[WHAT THIS TASK INVOLVES] Locate every line in the data below that contains the word "hillside", and copy each of those lines in full.

[ROWS]
↓
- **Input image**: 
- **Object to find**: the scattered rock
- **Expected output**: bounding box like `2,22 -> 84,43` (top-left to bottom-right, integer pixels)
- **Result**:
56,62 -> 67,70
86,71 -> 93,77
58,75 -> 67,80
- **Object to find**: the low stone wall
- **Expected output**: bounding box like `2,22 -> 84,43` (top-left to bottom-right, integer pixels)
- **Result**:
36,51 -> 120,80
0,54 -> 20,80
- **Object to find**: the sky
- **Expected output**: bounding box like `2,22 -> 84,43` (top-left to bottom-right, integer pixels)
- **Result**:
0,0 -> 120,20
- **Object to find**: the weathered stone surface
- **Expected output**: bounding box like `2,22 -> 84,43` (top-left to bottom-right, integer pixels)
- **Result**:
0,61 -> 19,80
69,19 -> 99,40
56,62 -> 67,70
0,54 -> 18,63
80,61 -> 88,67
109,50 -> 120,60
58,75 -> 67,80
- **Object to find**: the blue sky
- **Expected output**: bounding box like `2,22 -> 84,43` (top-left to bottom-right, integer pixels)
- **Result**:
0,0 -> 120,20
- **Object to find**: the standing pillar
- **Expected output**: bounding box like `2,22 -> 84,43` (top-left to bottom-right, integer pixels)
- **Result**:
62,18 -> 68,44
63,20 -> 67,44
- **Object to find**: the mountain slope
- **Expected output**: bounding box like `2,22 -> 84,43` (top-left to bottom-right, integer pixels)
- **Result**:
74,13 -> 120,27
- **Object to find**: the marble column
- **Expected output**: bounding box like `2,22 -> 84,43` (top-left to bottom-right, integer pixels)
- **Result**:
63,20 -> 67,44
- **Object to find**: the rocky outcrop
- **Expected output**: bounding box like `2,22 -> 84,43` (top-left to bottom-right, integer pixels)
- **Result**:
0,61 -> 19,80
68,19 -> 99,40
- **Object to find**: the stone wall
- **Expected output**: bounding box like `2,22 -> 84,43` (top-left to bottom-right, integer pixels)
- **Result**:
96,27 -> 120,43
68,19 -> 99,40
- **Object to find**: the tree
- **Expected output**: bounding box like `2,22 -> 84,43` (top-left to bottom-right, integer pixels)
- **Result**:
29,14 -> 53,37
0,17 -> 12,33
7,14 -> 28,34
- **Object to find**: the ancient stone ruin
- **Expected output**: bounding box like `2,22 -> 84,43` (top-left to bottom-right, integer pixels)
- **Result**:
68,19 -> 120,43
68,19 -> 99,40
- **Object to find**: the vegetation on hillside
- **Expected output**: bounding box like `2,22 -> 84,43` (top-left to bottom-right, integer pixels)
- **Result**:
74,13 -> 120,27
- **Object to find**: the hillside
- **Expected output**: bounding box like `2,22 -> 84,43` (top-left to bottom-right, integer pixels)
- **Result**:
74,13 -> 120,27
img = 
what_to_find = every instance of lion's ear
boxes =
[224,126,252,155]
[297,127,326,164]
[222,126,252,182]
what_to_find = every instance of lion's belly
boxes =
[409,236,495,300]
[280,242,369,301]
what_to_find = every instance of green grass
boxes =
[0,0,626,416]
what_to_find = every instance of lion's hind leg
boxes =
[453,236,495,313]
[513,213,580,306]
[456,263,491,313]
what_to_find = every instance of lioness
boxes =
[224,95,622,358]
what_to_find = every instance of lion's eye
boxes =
↑
[SOLUTION BELOW]
- **Object to find**: the vegetation on hillside
- **Object to find**: the hillside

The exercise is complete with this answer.